**WHAT IS BEING ASKED**.
Your answer should be the lines from the start of the records through the line with "the eyebrow with a single marker.", copied word for word.

**SUPPLIED INFORMATION**.

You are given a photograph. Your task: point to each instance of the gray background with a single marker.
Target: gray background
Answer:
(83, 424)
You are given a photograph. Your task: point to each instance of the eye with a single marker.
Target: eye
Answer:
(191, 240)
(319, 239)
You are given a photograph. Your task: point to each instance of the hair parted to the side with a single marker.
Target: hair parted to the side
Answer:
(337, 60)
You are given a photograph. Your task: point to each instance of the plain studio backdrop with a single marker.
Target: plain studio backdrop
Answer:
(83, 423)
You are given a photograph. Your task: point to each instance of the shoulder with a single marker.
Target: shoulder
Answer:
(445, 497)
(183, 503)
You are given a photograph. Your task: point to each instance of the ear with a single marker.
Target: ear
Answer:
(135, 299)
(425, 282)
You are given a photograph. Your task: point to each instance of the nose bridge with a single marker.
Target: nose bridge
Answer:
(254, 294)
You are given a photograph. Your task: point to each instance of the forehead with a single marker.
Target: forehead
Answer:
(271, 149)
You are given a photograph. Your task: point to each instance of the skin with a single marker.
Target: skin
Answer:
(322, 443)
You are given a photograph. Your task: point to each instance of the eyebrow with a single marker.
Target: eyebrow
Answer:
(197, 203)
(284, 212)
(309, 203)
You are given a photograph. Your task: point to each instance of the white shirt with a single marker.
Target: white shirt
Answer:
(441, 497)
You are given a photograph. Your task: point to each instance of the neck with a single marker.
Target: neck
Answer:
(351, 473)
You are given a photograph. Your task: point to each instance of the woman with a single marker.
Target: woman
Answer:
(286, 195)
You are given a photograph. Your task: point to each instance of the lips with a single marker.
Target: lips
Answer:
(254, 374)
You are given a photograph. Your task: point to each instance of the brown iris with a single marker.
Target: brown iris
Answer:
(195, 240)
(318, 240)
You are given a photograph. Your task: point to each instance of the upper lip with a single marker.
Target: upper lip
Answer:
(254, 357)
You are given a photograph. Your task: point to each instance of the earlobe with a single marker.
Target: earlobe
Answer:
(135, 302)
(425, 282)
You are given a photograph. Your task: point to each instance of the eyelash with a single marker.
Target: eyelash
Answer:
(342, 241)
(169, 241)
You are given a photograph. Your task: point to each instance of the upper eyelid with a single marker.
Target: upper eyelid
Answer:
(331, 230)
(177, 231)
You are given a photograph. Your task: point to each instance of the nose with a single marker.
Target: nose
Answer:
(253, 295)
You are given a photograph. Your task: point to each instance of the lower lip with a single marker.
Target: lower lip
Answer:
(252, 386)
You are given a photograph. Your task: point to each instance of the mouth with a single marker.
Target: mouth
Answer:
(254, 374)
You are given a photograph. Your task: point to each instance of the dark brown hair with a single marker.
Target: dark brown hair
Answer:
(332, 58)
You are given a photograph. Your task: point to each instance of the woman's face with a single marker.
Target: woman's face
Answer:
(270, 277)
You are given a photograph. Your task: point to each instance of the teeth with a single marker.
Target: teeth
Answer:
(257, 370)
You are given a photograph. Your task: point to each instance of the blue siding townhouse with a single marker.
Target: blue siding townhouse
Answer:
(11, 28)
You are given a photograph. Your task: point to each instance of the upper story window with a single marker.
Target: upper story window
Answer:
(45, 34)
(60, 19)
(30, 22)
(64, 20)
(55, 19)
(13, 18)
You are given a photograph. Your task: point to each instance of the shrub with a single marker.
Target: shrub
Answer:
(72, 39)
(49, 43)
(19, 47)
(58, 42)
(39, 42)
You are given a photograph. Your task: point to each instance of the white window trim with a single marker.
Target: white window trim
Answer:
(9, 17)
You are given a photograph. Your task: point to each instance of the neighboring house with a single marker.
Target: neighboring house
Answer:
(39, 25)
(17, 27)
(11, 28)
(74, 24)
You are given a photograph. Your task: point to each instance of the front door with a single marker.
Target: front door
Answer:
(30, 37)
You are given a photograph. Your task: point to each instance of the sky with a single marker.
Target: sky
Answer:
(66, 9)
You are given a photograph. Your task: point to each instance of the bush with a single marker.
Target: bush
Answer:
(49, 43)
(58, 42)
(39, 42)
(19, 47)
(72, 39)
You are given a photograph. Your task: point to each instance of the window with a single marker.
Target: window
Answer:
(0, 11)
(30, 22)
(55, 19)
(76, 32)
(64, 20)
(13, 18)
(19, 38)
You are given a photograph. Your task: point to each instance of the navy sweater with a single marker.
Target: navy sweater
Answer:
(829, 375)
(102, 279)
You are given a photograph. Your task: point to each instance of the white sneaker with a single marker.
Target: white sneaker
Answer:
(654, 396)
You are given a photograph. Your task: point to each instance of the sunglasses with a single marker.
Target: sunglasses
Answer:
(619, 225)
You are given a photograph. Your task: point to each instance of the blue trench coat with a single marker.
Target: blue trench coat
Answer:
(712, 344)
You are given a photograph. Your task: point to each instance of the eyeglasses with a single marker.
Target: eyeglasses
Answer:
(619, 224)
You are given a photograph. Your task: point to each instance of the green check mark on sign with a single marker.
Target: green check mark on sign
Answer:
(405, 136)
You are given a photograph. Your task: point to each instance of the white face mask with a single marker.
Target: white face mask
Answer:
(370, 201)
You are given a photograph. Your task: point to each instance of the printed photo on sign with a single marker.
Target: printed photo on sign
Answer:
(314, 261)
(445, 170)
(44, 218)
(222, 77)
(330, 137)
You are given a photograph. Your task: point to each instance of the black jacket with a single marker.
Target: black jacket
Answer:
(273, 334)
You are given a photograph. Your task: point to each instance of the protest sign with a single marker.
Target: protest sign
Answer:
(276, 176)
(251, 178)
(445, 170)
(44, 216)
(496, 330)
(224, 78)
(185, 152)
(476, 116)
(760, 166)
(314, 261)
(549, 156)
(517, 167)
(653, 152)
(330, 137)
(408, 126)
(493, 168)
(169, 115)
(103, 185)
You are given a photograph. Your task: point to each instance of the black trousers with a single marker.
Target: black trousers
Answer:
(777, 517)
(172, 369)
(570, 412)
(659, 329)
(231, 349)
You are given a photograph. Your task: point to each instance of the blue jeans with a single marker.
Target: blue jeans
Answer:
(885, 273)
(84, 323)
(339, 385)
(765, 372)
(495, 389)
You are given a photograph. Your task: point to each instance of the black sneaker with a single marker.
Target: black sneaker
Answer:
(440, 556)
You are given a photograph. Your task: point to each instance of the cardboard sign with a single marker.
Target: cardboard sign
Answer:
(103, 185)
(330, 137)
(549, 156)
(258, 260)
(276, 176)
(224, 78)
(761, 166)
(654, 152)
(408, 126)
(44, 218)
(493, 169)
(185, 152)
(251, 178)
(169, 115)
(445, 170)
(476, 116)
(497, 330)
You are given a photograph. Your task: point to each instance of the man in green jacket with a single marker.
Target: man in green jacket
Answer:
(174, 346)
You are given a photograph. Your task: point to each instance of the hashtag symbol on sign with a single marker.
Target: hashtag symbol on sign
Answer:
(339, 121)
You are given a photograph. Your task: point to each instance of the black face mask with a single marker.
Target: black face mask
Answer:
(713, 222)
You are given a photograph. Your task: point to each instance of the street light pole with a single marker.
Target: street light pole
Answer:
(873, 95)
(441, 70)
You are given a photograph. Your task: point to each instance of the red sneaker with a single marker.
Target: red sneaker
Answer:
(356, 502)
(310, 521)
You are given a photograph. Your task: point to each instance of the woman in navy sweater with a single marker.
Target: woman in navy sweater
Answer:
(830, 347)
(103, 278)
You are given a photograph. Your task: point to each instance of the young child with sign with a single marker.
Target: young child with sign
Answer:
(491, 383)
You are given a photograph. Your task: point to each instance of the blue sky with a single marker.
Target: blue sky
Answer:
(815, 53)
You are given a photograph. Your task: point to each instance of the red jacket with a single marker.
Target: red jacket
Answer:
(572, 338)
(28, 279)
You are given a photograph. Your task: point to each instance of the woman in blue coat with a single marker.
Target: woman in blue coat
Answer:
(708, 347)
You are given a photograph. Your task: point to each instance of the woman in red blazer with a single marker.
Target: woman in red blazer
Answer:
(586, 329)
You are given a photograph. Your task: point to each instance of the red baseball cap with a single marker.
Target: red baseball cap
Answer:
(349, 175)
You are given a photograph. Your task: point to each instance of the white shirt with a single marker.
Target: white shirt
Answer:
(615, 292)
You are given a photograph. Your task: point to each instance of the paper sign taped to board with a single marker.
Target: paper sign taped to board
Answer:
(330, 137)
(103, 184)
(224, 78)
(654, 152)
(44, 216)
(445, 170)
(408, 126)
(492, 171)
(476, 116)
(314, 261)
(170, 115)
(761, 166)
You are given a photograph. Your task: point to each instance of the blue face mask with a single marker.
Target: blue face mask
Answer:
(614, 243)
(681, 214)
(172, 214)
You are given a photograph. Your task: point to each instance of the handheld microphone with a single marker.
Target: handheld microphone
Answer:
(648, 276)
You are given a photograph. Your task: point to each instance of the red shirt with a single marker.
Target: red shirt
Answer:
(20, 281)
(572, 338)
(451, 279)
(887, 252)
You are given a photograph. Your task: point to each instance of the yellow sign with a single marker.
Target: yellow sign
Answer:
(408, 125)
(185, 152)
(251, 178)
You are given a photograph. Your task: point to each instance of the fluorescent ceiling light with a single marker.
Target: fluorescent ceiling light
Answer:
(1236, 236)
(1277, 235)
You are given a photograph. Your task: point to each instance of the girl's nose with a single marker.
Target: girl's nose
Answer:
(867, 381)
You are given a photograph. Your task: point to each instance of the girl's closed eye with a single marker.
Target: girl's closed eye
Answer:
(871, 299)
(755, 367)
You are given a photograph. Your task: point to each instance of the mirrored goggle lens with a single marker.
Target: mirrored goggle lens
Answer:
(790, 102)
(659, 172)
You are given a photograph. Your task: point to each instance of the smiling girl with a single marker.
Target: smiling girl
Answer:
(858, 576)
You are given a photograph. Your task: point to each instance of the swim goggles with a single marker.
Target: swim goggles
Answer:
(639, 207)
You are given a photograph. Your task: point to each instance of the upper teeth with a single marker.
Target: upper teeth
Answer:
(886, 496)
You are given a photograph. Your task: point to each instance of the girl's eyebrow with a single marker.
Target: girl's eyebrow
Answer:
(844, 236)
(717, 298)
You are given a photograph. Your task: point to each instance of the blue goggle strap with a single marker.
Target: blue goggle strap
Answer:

**EXERCISE SOLUTION**.
You are given a photograph. Your task: point to each instance of the gray background with a single marker.
Target: gray background
Answer:
(83, 424)
You are given a photograph. Your task: point to each instance of the eye with a single marker.
Target: eye
Answer:
(191, 240)
(319, 239)
You are given a photograph. Your task: point to each instance of the hair parted to the side with a single marker.
Target: hair parted to the side
Answer:
(337, 60)
You are given a photograph. Your task: point to each instance of the plain studio backdrop with a single marker.
Target: plain studio backdrop
Answer:
(83, 423)
You are given a photograph. Your task: point to each instance of the shoulder with a single marker.
Target: shoulder
Answer:
(445, 497)
(183, 503)
You are given a photograph. Your task: point to each instance of the ear with a single marker.
Target: ear
Answer:
(135, 299)
(425, 282)
You are given a photograph. Your task: point to each instance of the nose bridge with a single marker.
Target: nose bridge
Answer:
(254, 294)
You are given a photograph. Your task: point to each instance of the forehead with a single marker.
Target: forehead
Answer:
(271, 149)
You are given a photograph. Your task: point to each instance of the skin with a single marker.
Target: skin
Answer:
(322, 443)
You are given a photograph. Your task: point to each instance of the eyebrow with a single marker.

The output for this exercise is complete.